What you are asked to do –
Transcribe every record below word for word.

Start of Records for the task

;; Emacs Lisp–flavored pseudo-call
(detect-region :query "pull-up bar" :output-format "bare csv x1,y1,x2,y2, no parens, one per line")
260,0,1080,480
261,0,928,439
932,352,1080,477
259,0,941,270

End of Records for the task

Exercise solution –
;; Emacs Lisp–flavored pseudo-call
(detect-region :query "pull-up bar" :output-format "bare csv x1,y1,x2,y2, no parens, one per line")
260,0,1080,480
261,0,928,439
932,352,1080,477
259,0,941,270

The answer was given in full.